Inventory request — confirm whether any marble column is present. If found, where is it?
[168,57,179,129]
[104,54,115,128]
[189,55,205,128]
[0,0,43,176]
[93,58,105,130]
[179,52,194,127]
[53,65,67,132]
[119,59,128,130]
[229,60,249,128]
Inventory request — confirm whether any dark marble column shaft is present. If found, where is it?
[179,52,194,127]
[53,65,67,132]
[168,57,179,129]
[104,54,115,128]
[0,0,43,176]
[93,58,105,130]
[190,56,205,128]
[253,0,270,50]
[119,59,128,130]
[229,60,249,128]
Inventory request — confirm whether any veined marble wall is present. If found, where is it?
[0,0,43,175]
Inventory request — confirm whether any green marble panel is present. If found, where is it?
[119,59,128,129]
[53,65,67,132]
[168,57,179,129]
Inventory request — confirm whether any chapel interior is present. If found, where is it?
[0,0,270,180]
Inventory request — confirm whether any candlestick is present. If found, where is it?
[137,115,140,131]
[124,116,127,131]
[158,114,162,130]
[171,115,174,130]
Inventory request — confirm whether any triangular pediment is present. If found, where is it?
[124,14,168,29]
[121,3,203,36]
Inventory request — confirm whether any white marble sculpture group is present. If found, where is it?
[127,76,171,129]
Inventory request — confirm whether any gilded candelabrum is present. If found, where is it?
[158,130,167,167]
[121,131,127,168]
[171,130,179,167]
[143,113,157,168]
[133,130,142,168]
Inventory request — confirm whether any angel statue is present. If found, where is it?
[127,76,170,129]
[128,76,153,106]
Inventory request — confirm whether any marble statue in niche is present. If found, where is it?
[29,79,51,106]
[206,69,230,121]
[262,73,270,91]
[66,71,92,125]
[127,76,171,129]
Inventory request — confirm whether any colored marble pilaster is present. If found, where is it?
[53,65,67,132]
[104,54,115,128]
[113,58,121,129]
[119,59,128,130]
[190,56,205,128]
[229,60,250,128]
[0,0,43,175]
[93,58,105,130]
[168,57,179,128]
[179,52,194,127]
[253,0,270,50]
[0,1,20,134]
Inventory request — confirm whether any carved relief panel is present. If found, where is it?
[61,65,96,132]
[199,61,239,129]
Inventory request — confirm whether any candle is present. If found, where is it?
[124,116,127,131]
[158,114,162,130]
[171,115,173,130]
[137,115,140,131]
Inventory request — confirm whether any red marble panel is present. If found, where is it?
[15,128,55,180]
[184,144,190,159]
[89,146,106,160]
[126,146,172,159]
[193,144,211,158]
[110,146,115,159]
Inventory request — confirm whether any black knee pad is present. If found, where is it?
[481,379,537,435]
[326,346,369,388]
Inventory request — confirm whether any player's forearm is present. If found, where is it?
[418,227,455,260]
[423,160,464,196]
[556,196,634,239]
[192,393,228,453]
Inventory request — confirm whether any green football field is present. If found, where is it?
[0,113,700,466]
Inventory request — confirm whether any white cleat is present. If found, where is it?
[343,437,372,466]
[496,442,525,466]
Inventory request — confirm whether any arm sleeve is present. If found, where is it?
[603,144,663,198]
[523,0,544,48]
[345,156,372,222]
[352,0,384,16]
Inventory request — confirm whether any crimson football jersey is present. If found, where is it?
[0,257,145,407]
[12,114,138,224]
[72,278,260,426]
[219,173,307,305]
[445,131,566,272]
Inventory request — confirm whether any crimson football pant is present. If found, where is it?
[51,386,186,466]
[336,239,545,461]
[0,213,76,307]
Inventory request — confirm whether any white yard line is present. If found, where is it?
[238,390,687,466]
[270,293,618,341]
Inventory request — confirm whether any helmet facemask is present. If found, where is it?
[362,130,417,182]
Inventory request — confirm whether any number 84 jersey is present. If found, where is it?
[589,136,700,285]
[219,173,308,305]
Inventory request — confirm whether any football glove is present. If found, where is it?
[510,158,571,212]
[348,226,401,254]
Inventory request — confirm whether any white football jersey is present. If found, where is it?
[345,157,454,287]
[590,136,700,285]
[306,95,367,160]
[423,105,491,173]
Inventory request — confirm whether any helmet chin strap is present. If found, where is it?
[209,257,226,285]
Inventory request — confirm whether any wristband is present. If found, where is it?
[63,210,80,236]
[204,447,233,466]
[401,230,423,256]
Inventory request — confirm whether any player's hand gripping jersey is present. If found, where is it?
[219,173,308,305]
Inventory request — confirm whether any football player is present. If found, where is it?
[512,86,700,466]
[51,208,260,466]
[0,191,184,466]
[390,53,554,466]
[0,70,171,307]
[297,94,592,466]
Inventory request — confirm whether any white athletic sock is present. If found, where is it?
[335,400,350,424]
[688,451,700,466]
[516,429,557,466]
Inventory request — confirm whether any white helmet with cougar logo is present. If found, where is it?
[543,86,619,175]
····················
▶ [CHALLENGE]: Put all the lines above into a JSON list of strings, one string for each line, and leave out any blank lines.

▶ [RESULT FOR THIS EXERCISE]:
[
  "Inventory request — confirm whether any marble column is present. If found, where is it?",
  "[168,57,179,129]",
  "[104,54,115,128]",
  "[189,55,205,128]",
  "[0,0,43,176]",
  "[93,58,105,130]",
  "[179,52,194,127]",
  "[53,65,67,132]",
  "[119,59,128,130]",
  "[229,60,249,128]",
  "Inventory request — confirm whether any dark marble column shaft is present. If found, where is it?",
  "[179,52,194,127]",
  "[53,65,67,132]",
  "[168,57,179,129]",
  "[104,54,115,128]",
  "[0,0,43,176]",
  "[93,58,105,130]",
  "[190,56,205,128]",
  "[253,0,270,50]",
  "[119,59,128,130]",
  "[229,60,249,128]",
  "Inventory request — confirm whether any veined marble wall is present. If found, where is it?",
  "[0,0,43,175]",
  "Inventory request — confirm whether any green marble panel is present. If found, where is it?",
  "[119,59,128,129]",
  "[53,65,67,132]",
  "[168,57,179,129]",
  "Inventory request — confirm whether any chapel interior is present. If found, where is it?",
  "[0,0,270,180]",
  "Inventory request — confirm whether any candlestick is present. If found, where is it?",
  "[137,115,140,131]",
  "[124,116,127,131]",
  "[158,114,162,130]",
  "[171,115,174,130]",
  "Inventory request — confirm whether any triangular pediment is present. If found, where is it?",
  "[124,14,168,29]",
  "[121,3,203,36]",
  "Inventory request — confirm whether any white marble sculpture group is present. If found, where is it?",
  "[127,76,171,129]",
  "Inventory request — confirm whether any gilded candelabrum is present. If found, where is it?",
  "[158,130,167,167]",
  "[121,131,127,168]",
  "[171,130,179,167]",
  "[143,113,157,168]",
  "[133,130,142,168]",
  "Inventory request — confirm whether any angel statue is present. If found, where is it?",
  "[127,76,170,129]",
  "[128,76,153,106]",
  "Inventory request — confirm whether any marble statue in niche is present. If found, where is it?",
  "[29,79,51,106]",
  "[206,69,230,121]",
  "[262,73,270,91]",
  "[66,71,92,125]",
  "[127,76,171,129]",
  "Inventory request — confirm whether any colored marble pilaster is present. If found, where is it?",
  "[53,65,67,132]",
  "[104,54,115,128]",
  "[113,58,121,129]",
  "[119,59,128,130]",
  "[190,56,205,128]",
  "[229,60,250,128]",
  "[0,0,43,175]",
  "[93,58,105,130]",
  "[168,57,179,128]",
  "[179,52,194,127]",
  "[253,0,270,50]",
  "[0,1,20,134]",
  "Inventory request — confirm whether any carved relief panel is present. If found, where is it?",
  "[61,65,96,132]",
  "[199,61,239,129]",
  "Inventory request — confirm whether any candle is present. If found, where is it?",
  "[124,116,127,131]",
  "[158,114,162,130]",
  "[171,115,173,130]",
  "[137,115,140,131]",
  "Inventory request — confirm whether any red marble panel is present. If found, where is it?",
  "[15,128,55,180]",
  "[184,144,190,159]",
  "[89,146,106,160]",
  "[126,146,172,159]",
  "[193,144,211,158]",
  "[110,146,115,159]",
  "Inventory request — confirm whether any black knee pad is present. If found, where is it?",
  "[481,379,537,435]",
  "[326,346,369,388]",
  "Inventory request — confirm whether any player's forearm is present. If found, where is it?",
  "[418,227,455,260]",
  "[423,160,464,196]",
  "[556,196,634,239]",
  "[192,393,228,453]",
  "Inventory request — confirm whether any green football field is present. If found, where is it?",
  "[0,113,700,466]",
  "Inventory request — confirm whether any white cleat is present. If found, where is it?",
  "[343,437,372,466]",
  "[496,442,525,466]",
  "Inventory request — confirm whether any arm sleeve is present. If found, where is it?",
  "[603,144,663,198]",
  "[523,0,544,48]",
  "[345,156,372,222]",
  "[352,0,384,16]",
  "Inventory request — confirm whether any crimson football jersey is present. If found, where is it?",
  "[0,257,145,407]",
  "[12,114,138,224]",
  "[72,278,260,426]",
  "[219,173,307,305]",
  "[445,131,566,272]",
  "Inventory request — confirm whether any crimson football pant is present. If found, where is it?",
  "[51,386,186,466]",
  "[336,239,545,461]",
  "[0,213,76,307]",
  "Inventory request — confirm whether any white yard line is present. If found, where is it?",
  "[238,390,687,466]",
  "[270,293,618,341]",
  "Inventory request — confirm whether any helmet facemask is present. If found, where is it?",
  "[362,130,417,182]",
  "Inventory request — confirm whether any number 84 jersey is present. If found, where is it?",
  "[589,136,700,285]",
  "[219,173,308,305]",
  "Inventory request — confirm whether any football glove is present. If found, where is it?",
  "[510,158,571,212]",
  "[348,226,401,254]",
  "Inventory request — confirm whether any white football jersey is present. If found, where is it?",
  "[345,157,454,287]",
  "[590,136,700,285]",
  "[306,95,367,160]",
  "[423,105,491,173]",
  "Inventory request — confirm whether any helmet chin strap is present. If found, where is it?",
  "[209,257,226,285]",
  "Inventory request — confirm whether any wristband is present. If found, where is it?",
  "[63,210,80,236]",
  "[204,447,233,466]",
  "[401,230,423,256]",
  "Inventory request — confirm whether any player's hand gripping jersey is present. If found, where is it?",
  "[219,173,308,305]",
  "Inventory request — confirm whether any football player is present. If found, where is it?",
  "[512,86,700,466]",
  "[51,208,260,466]",
  "[0,191,184,466]",
  "[390,53,554,466]",
  "[0,70,171,307]",
  "[297,94,592,466]",
  "Inventory request — confirm whether any white athletic sock is present. If found, where is it?",
  "[335,400,350,424]",
  "[688,451,700,466]",
  "[516,429,557,466]",
  "Inventory request — confirm whether any white helmet with cougar logo is present. If found, where is it?",
  "[543,86,619,175]"
]